| AIM OF THE TASK |
Across all the entries below, how many lines contain the string "window"? The number by itself is the answer.

START THE RECORDS

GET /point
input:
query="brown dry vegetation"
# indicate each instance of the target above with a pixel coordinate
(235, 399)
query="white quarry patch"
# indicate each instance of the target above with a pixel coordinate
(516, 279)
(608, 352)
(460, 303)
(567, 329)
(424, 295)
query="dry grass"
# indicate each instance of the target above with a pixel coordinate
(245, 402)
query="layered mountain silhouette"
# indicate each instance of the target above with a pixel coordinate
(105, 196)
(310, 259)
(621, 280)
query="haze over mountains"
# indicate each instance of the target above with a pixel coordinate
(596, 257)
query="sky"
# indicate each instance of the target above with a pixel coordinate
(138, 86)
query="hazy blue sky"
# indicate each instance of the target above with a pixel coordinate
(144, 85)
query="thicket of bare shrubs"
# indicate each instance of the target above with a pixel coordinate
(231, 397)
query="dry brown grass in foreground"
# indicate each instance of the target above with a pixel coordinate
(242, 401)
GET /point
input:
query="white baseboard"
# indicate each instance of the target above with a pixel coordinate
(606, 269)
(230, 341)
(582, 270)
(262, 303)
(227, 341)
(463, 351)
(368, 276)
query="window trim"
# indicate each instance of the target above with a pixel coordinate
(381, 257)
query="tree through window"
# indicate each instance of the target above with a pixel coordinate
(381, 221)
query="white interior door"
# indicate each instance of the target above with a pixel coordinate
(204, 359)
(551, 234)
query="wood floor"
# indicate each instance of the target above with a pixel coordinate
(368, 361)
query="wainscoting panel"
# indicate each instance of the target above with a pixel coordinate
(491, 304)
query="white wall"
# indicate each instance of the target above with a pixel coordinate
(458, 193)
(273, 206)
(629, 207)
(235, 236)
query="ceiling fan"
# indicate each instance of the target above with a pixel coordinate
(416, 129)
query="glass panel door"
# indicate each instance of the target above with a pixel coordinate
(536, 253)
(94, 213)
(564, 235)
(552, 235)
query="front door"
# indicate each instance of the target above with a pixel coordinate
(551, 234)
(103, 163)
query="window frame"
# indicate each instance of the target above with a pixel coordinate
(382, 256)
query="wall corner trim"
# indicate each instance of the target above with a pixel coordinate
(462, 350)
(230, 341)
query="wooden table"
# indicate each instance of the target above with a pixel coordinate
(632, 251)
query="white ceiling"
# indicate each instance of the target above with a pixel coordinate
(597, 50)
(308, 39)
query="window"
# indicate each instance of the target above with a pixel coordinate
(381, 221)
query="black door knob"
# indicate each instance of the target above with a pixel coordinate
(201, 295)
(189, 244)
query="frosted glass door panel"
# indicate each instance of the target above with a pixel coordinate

END THE RECORDS

| YOUR SOLUTION |
4